• EXTRAIT PRÉSENTÉ:
.....

« un général sans armée »

Dion incapable d'imposer son autorité à son parti

B12bd2f269ac45d67d228ed04da1d211

Stéphane Dion - "clairement", la fin des haricots

Michael Ignatieff (à droite) est de ceux qui voulaient aller en élections. (Photo PC)

Joël-Denis Bellavance - Le chef du Parti libéral, Stéphane Dion, doit affronter une révolte silencieuse au sein de ses propres troupes qui doutent plus que jamais de son jugement politique à cause de ses tergiversations sur la justesse de provoquer des élections au pays au printemps.

Le chef adjoint du parti, Michael Ignatieff, a joint les rangs de ceux qui se révoltent en silence, refusant mardi d’obtempérer à la demande de proches collaborateurs de Stéphane Dion d’aller devant les caméras de télévision expliquer la décision des libéraux de permettre au gouvernement Harper d’adopter son troisième budget à la Chambre des communes pour éviter un scrutin fédéral.
Les collaborateurs de M. Dion ont dû se rabattre sur Bob Rae, qui n’a toujours pas de siège aux Communes et qui est porte-parole libéral en matière d’affaires étrangères, pour critiquer le budget des conservateurs tout en affirmant qu’il n’était pas mauvais au point de provoquer la chute du gouvernement Harper.
M. Ignatieff désirait que les libéraux votent contre le budget du ministre des Finances James Flaherty et forcent ainsi la tenue d’élections générales au printemps. M. Dion voulait également un scrutin printanier afin d’avoir enfin l’occasion de démontrer ce qu’il a dans le ventre.
Mais durant une réunion de stratégie mardi matin réunissant M. Dion et M. Ignatieff, le leader parlementaire Ralph Goodale, le sénateur et coprésident de la prochaine campagne électorale, David Smith et la sénatrice Céline Hervieux-Payette ont convaincu le chef libéral de ne pas provoquer d’élections maintenant. L’argument principal invoqué par les trois libéraux réfractaires à un scrutin hâtif était que le parti n’a pas l’organisation, ni l’argent, ni les candidats pour mener une campagne victorieuse.
Durant cette réunion, M. Ignatieff et M. Smith ont eu des échanges musclés sur la position que devraient prendre les libéraux, eux qui ont déjà permis au gouvernement minoritaire conservateur de se maintenir au pouvoir tout l’automne dernier en s’abstenant de voter sur le discours du Trône en octobre et le minibudget en novembre. « Michael Ignatieff n’est pas très heureux de la tournure des événements », a-t-on souligné hier.

.....

• CONTENU DES DONNÉES:
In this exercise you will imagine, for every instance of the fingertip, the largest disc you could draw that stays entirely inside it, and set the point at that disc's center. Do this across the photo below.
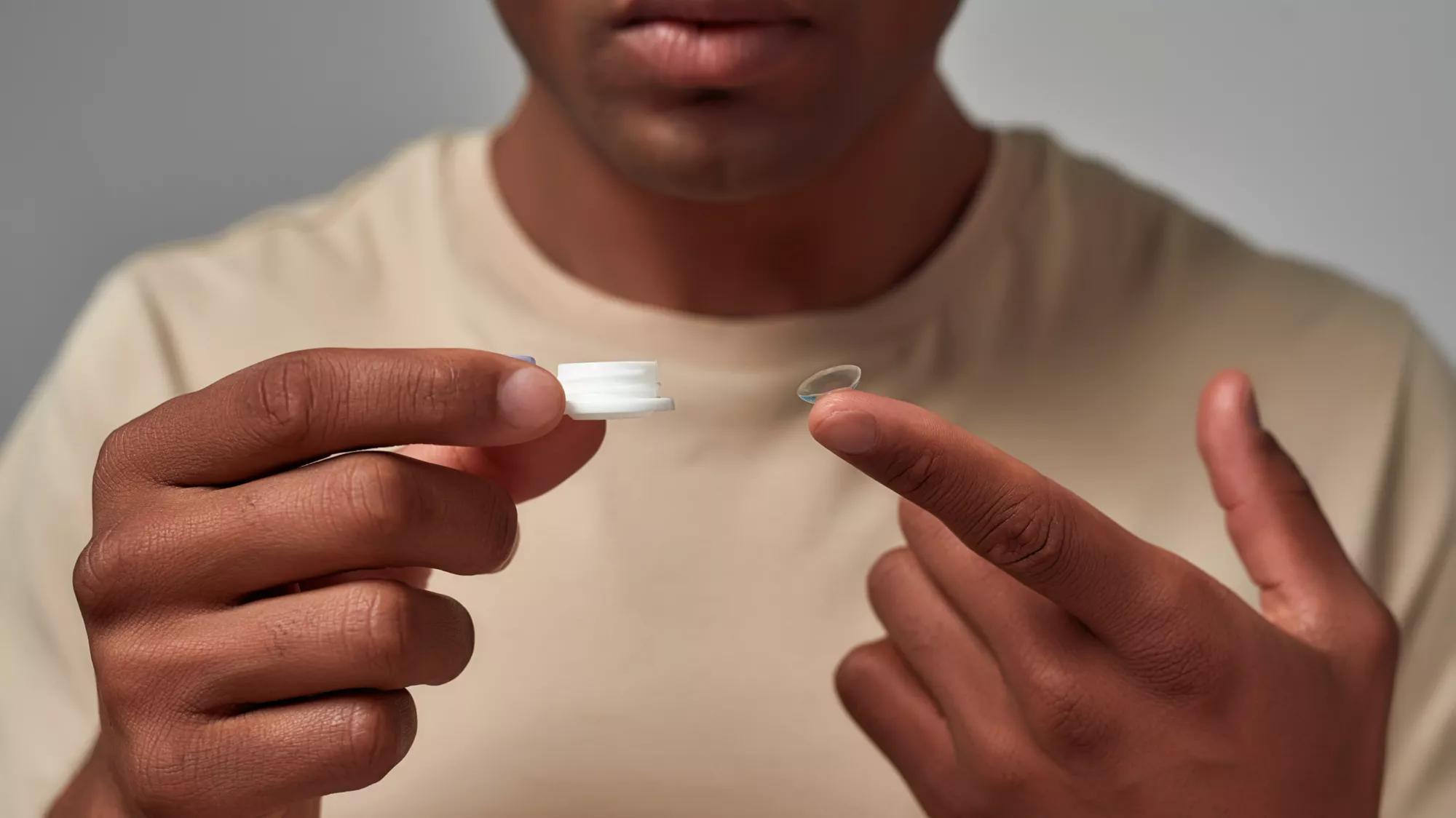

.....

• TRAVAIL À FAIRE: Résumez en deux phrases l'extrait sur la révolte silencieuse qui vise Stéphane Dion au sein du Parti libéral. Les lignes n'ont aucun rapport avec l'extrait.

• RÉPONSE CI-DESSOUS: Le chef libéral Stéphane Dion affronte une révolte silencieuse de ses troupes, qui doutent de son jugement à cause de ses tergiversations sur l'opportunité de provoquer des élections au printemps. Lors d'une réunion de stratégie, trois libéraux l'ont convaincu de ne pas déclencher d'élections maintenant, faute d'organisation, d'argent et de candidats, et son chef adjoint Michael Ignatieff, qui voulait un scrutin, a refusé d'aller expliquer devant les caméras la décision de laisser passer le budget du gouvernement Harper.